--- INFORMATION GIVEN ---

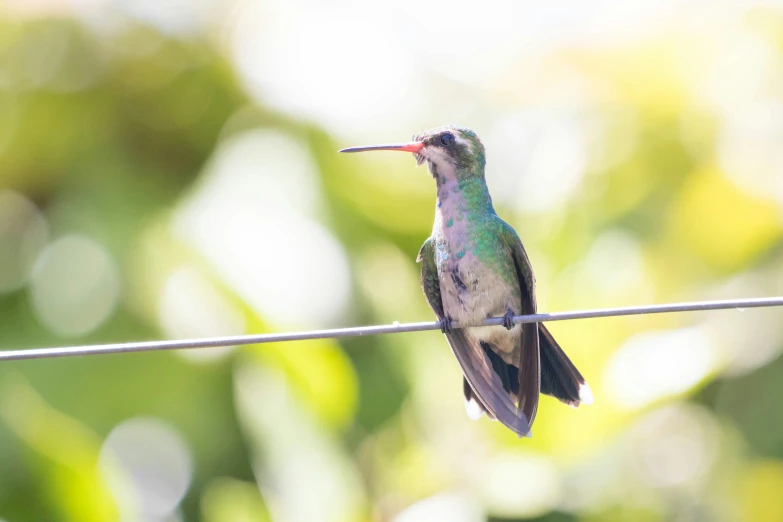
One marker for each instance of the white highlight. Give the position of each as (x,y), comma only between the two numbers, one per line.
(585,394)
(250,220)
(451,506)
(74,286)
(192,306)
(148,468)
(651,366)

---

TASK TO CARRY OUT:
Print every entry above verbatim but drop the images.

REPLY TO THE TASK:
One marker for each instance of the white highlight. Give the position of each as (x,y), comma only between the two numbers, one per line.
(585,394)
(250,220)
(451,506)
(74,286)
(192,306)
(148,468)
(651,366)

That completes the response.